» **Given instruction**:
Write out every entry word for word.

» **Given records**:
--- --- ---

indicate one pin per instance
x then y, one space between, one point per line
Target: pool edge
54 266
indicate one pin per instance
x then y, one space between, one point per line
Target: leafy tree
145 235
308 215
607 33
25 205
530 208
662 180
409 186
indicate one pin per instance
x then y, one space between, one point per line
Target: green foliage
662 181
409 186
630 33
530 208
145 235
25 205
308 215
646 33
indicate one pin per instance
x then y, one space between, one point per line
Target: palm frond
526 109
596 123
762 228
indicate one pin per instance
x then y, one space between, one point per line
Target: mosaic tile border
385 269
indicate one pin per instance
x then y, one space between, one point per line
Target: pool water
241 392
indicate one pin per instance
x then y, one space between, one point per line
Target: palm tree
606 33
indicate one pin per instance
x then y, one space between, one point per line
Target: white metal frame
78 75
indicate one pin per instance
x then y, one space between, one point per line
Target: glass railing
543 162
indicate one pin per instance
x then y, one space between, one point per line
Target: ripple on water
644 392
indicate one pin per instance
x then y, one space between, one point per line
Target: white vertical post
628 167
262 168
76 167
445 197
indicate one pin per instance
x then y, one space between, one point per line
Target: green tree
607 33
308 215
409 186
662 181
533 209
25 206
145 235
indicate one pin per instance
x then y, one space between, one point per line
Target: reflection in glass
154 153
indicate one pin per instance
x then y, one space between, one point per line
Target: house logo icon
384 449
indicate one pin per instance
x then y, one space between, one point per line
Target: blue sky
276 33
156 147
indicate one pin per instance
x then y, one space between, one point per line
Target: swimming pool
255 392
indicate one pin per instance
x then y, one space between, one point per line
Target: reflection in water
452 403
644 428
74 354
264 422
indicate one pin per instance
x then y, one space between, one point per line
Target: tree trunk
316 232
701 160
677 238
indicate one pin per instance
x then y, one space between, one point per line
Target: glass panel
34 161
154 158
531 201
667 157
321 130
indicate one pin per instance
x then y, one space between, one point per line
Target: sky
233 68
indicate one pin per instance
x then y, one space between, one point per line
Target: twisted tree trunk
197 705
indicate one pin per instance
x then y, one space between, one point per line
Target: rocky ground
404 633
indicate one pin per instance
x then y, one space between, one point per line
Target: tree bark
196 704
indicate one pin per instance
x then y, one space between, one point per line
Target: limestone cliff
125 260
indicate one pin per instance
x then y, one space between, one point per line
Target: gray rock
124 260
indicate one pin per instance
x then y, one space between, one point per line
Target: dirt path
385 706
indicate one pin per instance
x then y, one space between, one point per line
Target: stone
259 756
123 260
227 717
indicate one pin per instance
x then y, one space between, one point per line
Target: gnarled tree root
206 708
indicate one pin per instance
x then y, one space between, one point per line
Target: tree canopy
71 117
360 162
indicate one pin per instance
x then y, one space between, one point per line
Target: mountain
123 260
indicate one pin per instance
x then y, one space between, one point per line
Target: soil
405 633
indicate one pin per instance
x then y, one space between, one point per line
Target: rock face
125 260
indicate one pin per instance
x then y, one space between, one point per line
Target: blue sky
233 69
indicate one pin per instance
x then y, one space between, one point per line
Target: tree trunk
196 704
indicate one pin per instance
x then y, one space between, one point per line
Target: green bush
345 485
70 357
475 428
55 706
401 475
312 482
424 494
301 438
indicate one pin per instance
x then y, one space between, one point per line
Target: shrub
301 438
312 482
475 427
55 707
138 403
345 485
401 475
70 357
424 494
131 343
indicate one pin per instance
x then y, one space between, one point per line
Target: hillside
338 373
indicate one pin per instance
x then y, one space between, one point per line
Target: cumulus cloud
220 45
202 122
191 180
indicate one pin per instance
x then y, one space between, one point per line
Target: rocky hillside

--- --- ---

» **Task solution**:
indicate one pin per instance
x then y, one space between, one point per line
Target: pool edge
54 266
indicate one pin per instance
x then y, one space between, one point per line
Target: leafy tree
145 235
308 215
607 33
25 205
530 208
662 180
409 186
indicate one pin per instance
x then y, one space between, one point per line
Target: green foliage
662 181
409 186
630 33
530 208
145 235
25 205
308 215
646 33
indicate one pin per instance
x then y, one space between, one point per line
Target: palm frond
526 109
596 123
762 228
indicate one pin per instance
x then y, one space between, one point per line
Target: mosaic tile border
385 269
indicate one pin per instance
x then y, one space between, one point per line
Target: pool water
241 392
indicate one pin per instance
x then y, one space between, one point per line
Target: palm tree
606 33
indicate one pin per instance
x then y, one space between, one point per line
Target: white metal frame
78 75
indicate one pin per instance
x then y, one space between, one point per line
Target: glass railing
543 162
indicate one pin per instance
x then y, one space between, one point per line
Target: ripple on water
644 392
indicate one pin per instance
x then y, one space between, one point per line
Target: white vertical post
628 167
262 168
76 167
445 197
indicate one pin per instance
x then y, one space between, one point per line
Target: green tree
607 33
308 215
409 186
662 181
533 209
25 206
145 235
indicate one pin per instance
x then y, one space between, one point per line
Target: reflection in glass
154 153
indicate one pin per instance
x then y, one space between, one point per line
Target: house logo icon
384 449
indicate one pin per instance
x then y, one space between, one point per line
Target: blue sky
276 33
156 147
indicate one pin per instance
x then y, one space between, one point per line
Target: swimming pool
255 392
indicate one pin per instance
x then y, one space between, one point per line
Target: reflection in water
452 403
644 428
74 354
264 422
indicate one pin per instance
x then y, one space between, one point per line
Target: tree trunk
316 232
701 160
677 238
indicate one pin per instance
x then y, one space between, one point per line
Target: glass panel
34 161
154 158
531 201
667 157
321 130
indicate one pin per instance
x then y, one space between, one point per line
Target: sky
233 68
indicate one pin per instance
x then y, one space between, one point per line
Target: twisted tree trunk
197 705
indicate one pin per instance
x then y, one space between, one point per line
Target: rocky ground
404 633
indicate one pin per instance
x then y, one space between, one point per line
Target: tree bark
196 704
indicate one pin per instance
x then y, one space between, one point per line
Target: limestone cliff
125 260
indicate one pin per instance
x then y, one space between, one point per line
Target: gray rock
124 260
indicate one pin per instance
x then y, one space between, one point per line
Target: dirt path
385 706
indicate one pin per instance
x then y, one space between, one point per line
Target: stone
259 756
123 260
227 717
indicate one pin per instance
x then y, one space between, one point per line
Target: gnarled tree root
206 708
indicate one pin per instance
x then y, one space between, one point per line
Target: tree canopy
71 117
360 162
indicate one pin per instance
x then y, one space between, one point per line
Target: mountain
123 260
indicate one pin per instance
x then y, one space between, one point per line
Target: soil
405 633
indicate one pin per instance
x then y, one space between, one point per line
Target: rock face
125 260
indicate one pin per instance
x then y, one space between, one point per line
Target: blue sky
233 69
indicate one pin per instance
x then y, one space between, one point per line
Target: tree trunk
196 704
indicate one pin per instance
x then y, one space between, one point per line
Target: green bush
345 485
70 357
475 428
55 706
401 475
312 482
424 494
301 438
indicate one pin per instance
x then y, one space between, one point per line
Target: shrub
301 438
312 482
475 427
55 707
138 403
345 485
401 475
70 357
424 494
131 343
indicate one pin per instance
x then y, one space between, one point per line
Target: hillside
338 373
indicate one pin per instance
x then y, one space between, one point per line
Target: cumulus cloud
220 45
202 122
191 180
indicate one pin per instance
x then y, one space between, one point per line
Target: rocky hillside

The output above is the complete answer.